#### Written request
Count the lines in the items below that contain the string "small". Reply with the number only.

#### Record set
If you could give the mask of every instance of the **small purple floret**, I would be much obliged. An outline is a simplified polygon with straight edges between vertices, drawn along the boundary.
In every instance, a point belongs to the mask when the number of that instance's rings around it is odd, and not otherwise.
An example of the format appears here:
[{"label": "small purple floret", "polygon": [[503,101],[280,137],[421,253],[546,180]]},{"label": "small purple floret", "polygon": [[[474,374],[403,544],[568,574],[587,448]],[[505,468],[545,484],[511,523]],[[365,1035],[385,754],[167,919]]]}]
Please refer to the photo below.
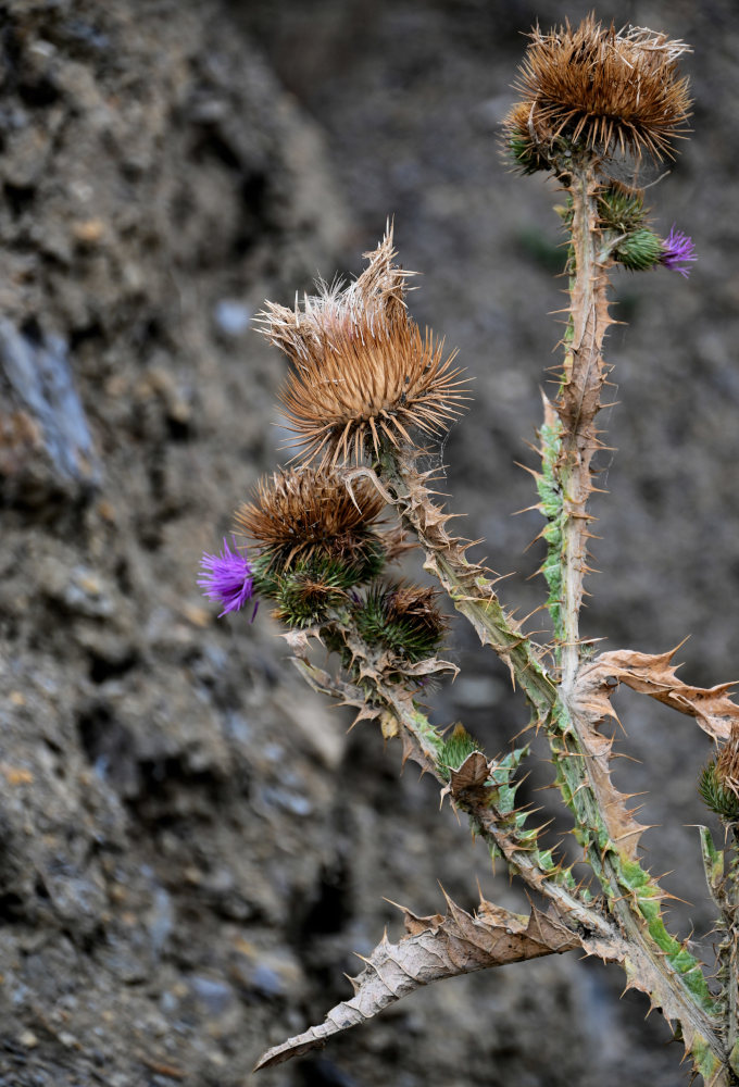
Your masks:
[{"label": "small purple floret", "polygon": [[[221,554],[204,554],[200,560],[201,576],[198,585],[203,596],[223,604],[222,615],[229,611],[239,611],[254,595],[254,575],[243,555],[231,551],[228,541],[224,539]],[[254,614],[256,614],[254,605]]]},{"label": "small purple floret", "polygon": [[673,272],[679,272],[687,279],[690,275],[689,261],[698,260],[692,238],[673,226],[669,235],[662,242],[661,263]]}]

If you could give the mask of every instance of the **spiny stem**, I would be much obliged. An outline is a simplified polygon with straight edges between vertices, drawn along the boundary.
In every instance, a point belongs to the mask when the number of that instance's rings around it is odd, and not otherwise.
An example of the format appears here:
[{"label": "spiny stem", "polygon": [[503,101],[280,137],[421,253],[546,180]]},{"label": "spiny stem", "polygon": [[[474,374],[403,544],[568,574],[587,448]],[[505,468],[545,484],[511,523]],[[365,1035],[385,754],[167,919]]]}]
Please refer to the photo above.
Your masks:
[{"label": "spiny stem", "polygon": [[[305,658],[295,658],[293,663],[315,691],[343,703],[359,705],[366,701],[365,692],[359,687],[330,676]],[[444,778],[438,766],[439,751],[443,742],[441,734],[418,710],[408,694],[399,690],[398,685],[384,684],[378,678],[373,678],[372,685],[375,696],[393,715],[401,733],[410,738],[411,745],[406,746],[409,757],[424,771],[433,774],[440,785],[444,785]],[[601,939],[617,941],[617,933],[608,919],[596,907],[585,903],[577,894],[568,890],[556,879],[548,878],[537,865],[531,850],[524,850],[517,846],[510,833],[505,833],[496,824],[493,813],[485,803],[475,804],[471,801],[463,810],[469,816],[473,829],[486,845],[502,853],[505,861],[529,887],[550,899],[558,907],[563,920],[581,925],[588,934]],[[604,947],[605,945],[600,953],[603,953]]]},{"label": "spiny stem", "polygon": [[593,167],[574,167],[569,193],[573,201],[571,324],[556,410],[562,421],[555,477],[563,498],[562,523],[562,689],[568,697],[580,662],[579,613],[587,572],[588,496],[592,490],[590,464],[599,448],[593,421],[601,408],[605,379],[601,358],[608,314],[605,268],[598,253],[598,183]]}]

#### The completed task
3